Back in December 2013 I reviewed Karl Ove Knausgaard’s “My
Struggle – Book One, A Death In The Family” and spoke highly of his attention
to the most trivial of details, the minutiae which makes up our daily existence.
How often does a novel go into such triviality? Of course taking three pages to
describe the ordering of a takeaway cup of coffee could be considered
frustrating, but when you’re struggling with the reasons for existence it could
well be the minor details which shape the person we are. A “novel” which
constantly reads like an open sore of a biography, how on earth is it so
gripping?
Book two of Karl Ove’s six book series, moves from his
struggle with his father’s death from alcoholism to his move from Norway to
Sweden and his falling in love and having children. My edition is 573 pages and
basically starts and ends with our writer taking his children to a broken down
fair ground, but it is the flashbacks to how his children came into being and
his reactions to becoming a family man that is the real story here. Or the
story of Karl Ove’s struggle to just be a good person is probably more to the
point.

──────

* [Task to complete] Return everything in the review above from "Back in December" down to "our daily existence.", copied word for word.

Dataset records on object locations
──────

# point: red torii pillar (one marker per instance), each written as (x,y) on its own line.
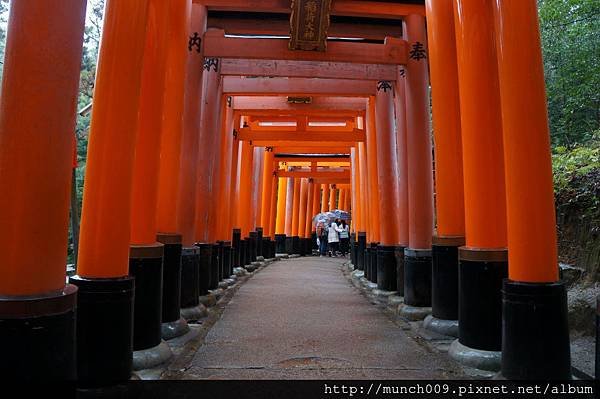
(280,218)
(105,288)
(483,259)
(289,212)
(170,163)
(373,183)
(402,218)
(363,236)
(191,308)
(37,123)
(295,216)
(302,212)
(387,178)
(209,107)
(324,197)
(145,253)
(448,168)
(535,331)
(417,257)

──────

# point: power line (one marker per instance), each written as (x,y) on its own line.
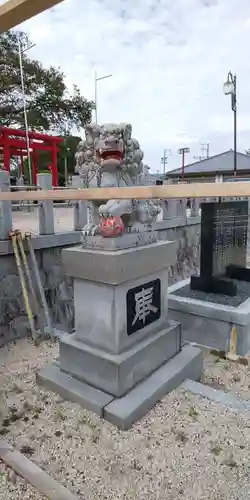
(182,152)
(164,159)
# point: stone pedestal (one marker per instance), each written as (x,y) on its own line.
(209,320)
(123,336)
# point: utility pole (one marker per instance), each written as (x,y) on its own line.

──────

* [Complete answer]
Back in December 2013 I reviewed Karl Ove Knausgaard’s “My
Struggle – Book One, A Death In The Family” and spoke highly of his attention
to the most trivial of details, the minutiae which makes up our daily existence.